__PROBLEM TO SOLVE__
Write out the commentary on WWE booking word for word, in full.

It’s pretty symptomatic of WWE in general, where everyone whose name doesn’t rhyme with Wena or Morton goes up for a bit, then down, then up when they need a PPV headliner, then down again, etc.  It used to be a set formula back in the day for the Hogan tour:  Mark Henry would have squashed a variety of guys in impressive fashion, drawn big money with Hogan on the circuit for two-three months, then settled into the midcard after taking the big boot and legdrop.  Now the difference today is that no one gets the sustained push up the card in the first place.  Yeah, King Kong Bundy eventually sunk down after doing a series of jobs to Hogan, but he bought a fucking mansion first and then was able to write his own ticket on the indies for years afterwards.  They seem to think that they can just skip steps now, by having guys do 50/50 booking when they come in so that no one buys them as a threat, then they push them to the main event where they bomb, and they go “Well, we tried, but you got the rub by jobbing to John Cena, so if you can’t get over it’s your fault now.”  It’s very bizarre and backwards.

(Data excerpts)
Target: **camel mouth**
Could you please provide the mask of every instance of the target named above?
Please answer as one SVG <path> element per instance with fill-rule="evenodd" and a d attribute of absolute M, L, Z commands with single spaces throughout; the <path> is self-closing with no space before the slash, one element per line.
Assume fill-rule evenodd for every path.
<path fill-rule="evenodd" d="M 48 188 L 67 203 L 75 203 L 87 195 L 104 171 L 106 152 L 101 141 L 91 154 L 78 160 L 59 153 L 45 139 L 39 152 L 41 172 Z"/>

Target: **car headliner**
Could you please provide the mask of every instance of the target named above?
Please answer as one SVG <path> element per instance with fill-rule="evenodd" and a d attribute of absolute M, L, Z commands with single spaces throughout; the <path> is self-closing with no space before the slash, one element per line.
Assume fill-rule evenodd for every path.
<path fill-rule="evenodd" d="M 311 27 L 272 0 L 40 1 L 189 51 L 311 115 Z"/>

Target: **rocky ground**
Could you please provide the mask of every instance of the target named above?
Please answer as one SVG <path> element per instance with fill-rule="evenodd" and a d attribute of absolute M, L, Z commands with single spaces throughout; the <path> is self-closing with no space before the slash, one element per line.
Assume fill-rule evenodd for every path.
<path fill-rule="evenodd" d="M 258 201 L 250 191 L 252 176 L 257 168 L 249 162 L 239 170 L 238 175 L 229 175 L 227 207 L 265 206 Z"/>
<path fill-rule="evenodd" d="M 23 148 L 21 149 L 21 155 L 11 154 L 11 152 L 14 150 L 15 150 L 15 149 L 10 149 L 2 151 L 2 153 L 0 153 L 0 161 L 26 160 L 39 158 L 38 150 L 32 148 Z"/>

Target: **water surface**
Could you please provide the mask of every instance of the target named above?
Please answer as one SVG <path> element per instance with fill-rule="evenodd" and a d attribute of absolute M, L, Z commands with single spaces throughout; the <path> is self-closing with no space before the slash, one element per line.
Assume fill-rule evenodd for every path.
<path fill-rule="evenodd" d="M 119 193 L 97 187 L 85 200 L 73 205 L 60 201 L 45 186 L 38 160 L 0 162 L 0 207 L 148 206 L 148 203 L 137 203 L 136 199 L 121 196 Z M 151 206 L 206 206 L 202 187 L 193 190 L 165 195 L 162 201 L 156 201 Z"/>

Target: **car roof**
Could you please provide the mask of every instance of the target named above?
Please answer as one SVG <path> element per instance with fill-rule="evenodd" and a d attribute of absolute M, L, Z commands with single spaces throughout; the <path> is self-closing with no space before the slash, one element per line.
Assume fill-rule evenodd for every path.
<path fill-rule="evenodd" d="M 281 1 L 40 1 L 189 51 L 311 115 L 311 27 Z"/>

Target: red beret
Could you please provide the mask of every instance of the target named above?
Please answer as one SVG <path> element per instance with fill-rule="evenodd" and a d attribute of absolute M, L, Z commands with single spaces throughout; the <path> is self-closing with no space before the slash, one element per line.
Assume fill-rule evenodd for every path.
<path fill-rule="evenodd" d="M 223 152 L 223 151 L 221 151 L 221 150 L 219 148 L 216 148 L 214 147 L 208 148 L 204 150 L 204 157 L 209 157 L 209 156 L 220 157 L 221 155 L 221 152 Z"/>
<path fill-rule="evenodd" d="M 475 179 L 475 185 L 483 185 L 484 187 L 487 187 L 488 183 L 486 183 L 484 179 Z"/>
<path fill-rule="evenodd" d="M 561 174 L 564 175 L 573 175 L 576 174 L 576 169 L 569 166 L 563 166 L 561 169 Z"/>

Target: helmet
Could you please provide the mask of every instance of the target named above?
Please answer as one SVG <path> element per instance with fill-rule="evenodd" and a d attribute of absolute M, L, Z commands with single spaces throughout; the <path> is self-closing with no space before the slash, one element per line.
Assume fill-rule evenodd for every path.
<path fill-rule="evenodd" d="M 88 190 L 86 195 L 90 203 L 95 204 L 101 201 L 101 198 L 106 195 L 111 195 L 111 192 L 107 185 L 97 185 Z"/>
---
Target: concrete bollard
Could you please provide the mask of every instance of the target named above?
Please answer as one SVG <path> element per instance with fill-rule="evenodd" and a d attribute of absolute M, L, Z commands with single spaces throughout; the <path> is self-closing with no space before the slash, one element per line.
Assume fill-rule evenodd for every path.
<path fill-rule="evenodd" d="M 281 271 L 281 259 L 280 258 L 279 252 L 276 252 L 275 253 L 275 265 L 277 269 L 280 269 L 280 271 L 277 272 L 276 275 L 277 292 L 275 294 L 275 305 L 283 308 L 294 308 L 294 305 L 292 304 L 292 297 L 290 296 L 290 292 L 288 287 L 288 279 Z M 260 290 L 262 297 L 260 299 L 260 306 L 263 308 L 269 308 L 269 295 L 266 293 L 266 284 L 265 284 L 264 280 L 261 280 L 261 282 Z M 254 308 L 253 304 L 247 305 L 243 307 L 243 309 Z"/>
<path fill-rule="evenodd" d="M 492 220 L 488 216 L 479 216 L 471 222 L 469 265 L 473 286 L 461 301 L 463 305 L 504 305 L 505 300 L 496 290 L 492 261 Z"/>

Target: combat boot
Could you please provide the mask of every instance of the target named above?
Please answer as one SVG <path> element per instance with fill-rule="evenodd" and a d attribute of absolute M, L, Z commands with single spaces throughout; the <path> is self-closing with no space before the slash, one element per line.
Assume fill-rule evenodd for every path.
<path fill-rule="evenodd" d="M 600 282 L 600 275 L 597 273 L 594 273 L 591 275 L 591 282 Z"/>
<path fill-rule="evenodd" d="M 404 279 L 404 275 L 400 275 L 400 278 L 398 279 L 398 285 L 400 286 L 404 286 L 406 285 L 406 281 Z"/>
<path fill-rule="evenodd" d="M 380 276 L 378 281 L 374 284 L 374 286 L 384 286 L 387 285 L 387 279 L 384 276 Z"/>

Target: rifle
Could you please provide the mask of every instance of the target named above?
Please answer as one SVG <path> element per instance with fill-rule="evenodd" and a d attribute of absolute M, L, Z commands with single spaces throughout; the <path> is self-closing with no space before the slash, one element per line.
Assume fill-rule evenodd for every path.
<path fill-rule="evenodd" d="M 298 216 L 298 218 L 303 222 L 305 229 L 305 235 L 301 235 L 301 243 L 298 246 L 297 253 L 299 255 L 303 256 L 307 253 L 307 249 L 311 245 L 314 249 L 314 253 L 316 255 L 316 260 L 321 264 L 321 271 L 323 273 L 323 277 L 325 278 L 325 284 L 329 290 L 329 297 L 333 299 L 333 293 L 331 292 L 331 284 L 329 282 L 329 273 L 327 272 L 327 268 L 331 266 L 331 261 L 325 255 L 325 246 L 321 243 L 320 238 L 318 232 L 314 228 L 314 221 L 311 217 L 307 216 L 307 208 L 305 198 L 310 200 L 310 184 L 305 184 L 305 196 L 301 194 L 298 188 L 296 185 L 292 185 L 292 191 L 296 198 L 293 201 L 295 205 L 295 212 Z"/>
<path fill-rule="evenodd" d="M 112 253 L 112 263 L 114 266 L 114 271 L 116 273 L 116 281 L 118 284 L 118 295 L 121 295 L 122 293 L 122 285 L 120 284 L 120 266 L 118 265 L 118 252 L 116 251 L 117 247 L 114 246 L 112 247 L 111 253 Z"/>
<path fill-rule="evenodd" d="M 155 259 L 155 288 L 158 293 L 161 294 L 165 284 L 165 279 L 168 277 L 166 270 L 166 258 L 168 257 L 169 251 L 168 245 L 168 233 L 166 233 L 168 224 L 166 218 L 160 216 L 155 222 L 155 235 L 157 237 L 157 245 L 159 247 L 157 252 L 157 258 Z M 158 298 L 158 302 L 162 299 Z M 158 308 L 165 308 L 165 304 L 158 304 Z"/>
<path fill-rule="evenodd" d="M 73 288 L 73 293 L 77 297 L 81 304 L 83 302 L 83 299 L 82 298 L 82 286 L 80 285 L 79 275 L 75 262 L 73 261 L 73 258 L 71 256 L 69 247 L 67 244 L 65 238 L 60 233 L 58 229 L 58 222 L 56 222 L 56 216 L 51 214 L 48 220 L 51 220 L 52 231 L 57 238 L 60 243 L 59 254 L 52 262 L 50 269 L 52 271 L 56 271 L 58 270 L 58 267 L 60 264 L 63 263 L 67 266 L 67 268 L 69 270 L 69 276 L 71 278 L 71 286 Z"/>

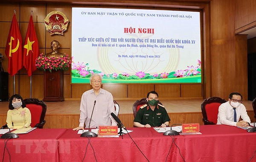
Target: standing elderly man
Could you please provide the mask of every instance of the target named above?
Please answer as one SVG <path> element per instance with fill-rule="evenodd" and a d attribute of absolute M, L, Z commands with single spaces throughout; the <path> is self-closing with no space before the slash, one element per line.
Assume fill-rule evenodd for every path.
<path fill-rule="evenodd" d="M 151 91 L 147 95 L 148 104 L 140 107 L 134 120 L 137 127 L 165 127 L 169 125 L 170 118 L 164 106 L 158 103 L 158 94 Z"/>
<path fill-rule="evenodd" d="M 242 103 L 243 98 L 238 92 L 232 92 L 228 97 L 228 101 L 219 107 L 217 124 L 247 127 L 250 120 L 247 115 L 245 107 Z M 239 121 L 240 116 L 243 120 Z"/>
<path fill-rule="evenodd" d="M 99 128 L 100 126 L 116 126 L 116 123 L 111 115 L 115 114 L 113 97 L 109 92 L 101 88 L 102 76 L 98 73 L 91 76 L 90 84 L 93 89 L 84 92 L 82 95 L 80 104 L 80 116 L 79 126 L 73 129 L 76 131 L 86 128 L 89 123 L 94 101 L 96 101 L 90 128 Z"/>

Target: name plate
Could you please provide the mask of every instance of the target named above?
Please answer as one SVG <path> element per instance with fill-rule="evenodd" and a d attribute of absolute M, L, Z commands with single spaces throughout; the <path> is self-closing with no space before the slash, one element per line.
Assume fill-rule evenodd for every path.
---
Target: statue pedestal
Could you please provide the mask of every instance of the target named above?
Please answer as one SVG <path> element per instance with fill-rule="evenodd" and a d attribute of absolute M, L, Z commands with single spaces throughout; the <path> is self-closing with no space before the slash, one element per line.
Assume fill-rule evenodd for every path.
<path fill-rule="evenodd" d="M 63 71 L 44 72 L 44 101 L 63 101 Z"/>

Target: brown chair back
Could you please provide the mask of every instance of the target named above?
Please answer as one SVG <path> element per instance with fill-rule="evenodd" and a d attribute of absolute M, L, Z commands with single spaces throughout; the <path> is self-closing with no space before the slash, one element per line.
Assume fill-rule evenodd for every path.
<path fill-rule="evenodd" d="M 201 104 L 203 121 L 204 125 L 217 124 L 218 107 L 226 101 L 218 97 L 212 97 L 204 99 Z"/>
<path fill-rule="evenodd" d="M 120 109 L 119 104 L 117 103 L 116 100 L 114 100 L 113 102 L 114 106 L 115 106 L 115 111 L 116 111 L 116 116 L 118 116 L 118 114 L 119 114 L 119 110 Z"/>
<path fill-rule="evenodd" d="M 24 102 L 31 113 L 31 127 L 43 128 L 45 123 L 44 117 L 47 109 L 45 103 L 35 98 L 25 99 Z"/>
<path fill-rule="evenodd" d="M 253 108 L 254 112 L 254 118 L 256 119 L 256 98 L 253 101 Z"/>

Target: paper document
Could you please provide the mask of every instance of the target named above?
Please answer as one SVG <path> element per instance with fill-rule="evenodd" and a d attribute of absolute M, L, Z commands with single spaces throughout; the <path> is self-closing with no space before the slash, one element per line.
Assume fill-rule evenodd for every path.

__ANSWER TO THE EXERCISE__
It’s pretty symptomatic of WWE in general, where everyone whose name doesn’t rhyme with Wena or Morton goes up for a bit, then down, then up when they need a PPV headliner, then down again, etc.  It used to be a set formula back in the day for the Hogan tour:  Mark Henry would have squashed a variety of guys in impressive fashion, drawn big money with Hogan on the circuit for two-three months, then settled into the midcard after taking the big boot and legdrop.  Now the difference today is that no one gets the sustained push up the card in the first place.  Yeah, King Kong Bundy eventually sunk down after doing a series of jobs to Hogan, but he bought a fucking mansion first and then was able to write his own ticket on the indies for years afterwards.  They seem to think that they can just skip steps now, by having guys do 50/50 booking when they come in so that no one buys them as a threat, then they push them to the main event where they bomb, and they go “Well, we tried, but you got the rub by jobbing to John Cena, so if you can’t get over it’s your fault now.”  It’s very bizarre and backwards.